++++ Supplied information

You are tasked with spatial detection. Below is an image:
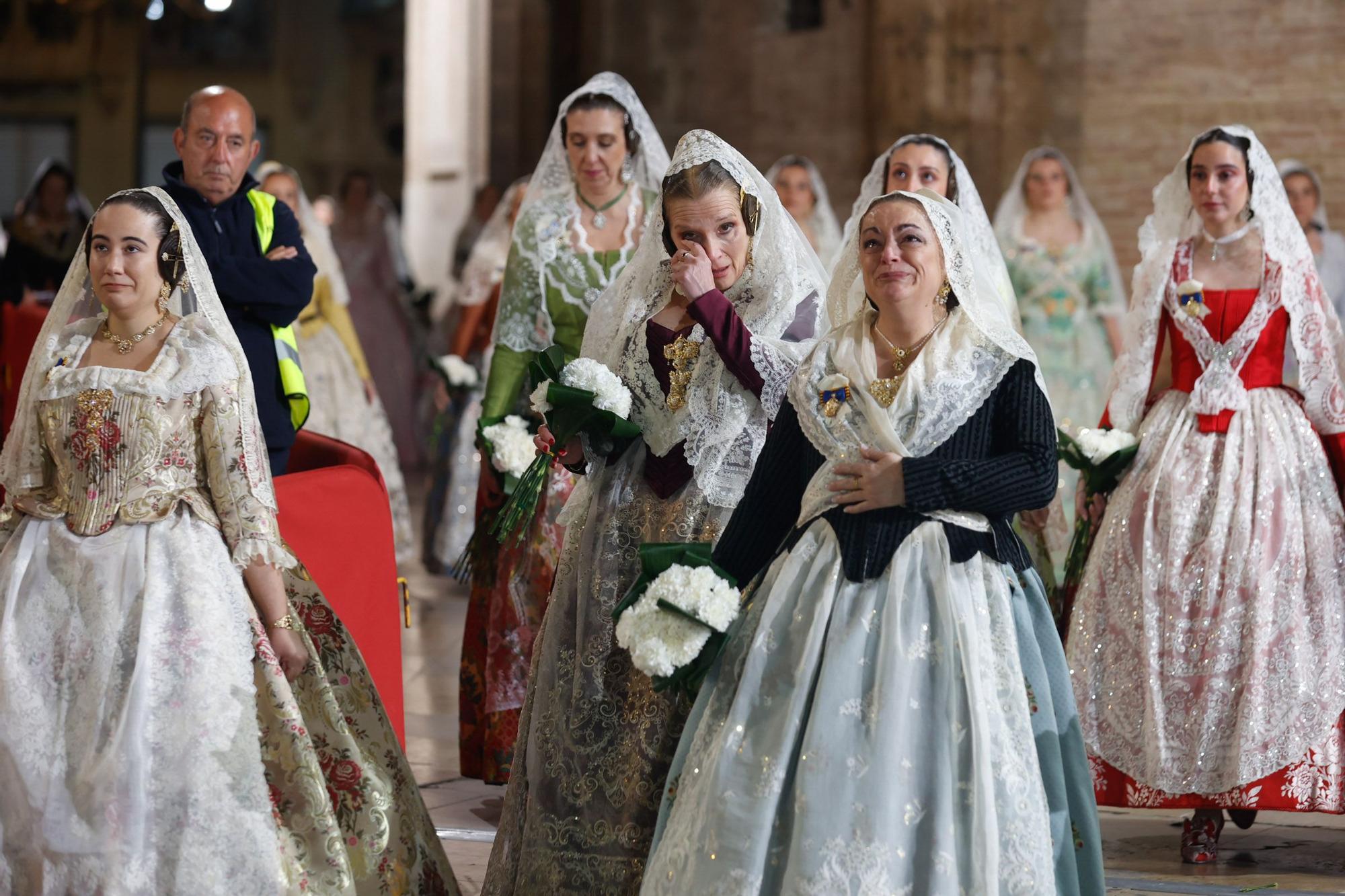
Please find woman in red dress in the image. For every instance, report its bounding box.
[1068,125,1345,862]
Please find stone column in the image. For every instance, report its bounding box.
[402,0,490,298]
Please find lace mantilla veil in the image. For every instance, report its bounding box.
[453,177,527,305]
[1279,159,1330,231]
[257,160,350,305]
[765,156,841,266]
[572,130,826,507]
[1107,125,1345,433]
[995,147,1126,313]
[0,187,276,510]
[833,133,1018,327]
[495,71,668,351]
[790,188,1048,473]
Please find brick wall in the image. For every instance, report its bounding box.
[519,0,1345,286]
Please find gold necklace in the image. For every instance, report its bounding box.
[869,312,948,407]
[102,311,168,355]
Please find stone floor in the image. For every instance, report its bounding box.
[402,489,1345,896]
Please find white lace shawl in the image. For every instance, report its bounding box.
[453,179,527,305]
[0,187,276,512]
[995,147,1126,315]
[581,130,826,507]
[765,156,841,268]
[790,190,1046,528]
[495,71,668,351]
[1107,125,1345,433]
[833,133,1020,327]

++++++++

## What this task involves:
Please write out all of the entries above word for word, leaving out the pictures.

## The result:
You are tasked with spatial detection. Below is an image:
Please find woman in red dress in the image. For every instance, report its bounding box.
[1068,125,1345,862]
Please find stone column in the image. For every instance, report its bounding box.
[402,0,490,298]
Please find lace mantilla veil in the image. For every instance, report its bounding box.
[453,177,527,305]
[1279,159,1330,231]
[257,160,350,305]
[765,156,841,266]
[572,130,826,507]
[1107,125,1345,433]
[995,147,1126,313]
[0,187,276,510]
[833,133,1018,327]
[495,71,668,351]
[790,188,1048,473]
Please find brick wall in the image. For every instance, report its bounding box.
[519,0,1345,286]
Please find gold necklace in the image. For every instance, report its bounding box.
[869,312,948,407]
[102,311,168,355]
Please find stone floor in the image. For every instance, report its bounding box.
[402,489,1345,896]
Please find white lace shawl in the image. For every instance, report its bounding box.
[453,179,527,305]
[0,187,276,512]
[995,147,1126,315]
[581,130,826,507]
[765,156,841,268]
[790,190,1046,528]
[495,71,668,351]
[1107,125,1345,433]
[833,133,1020,327]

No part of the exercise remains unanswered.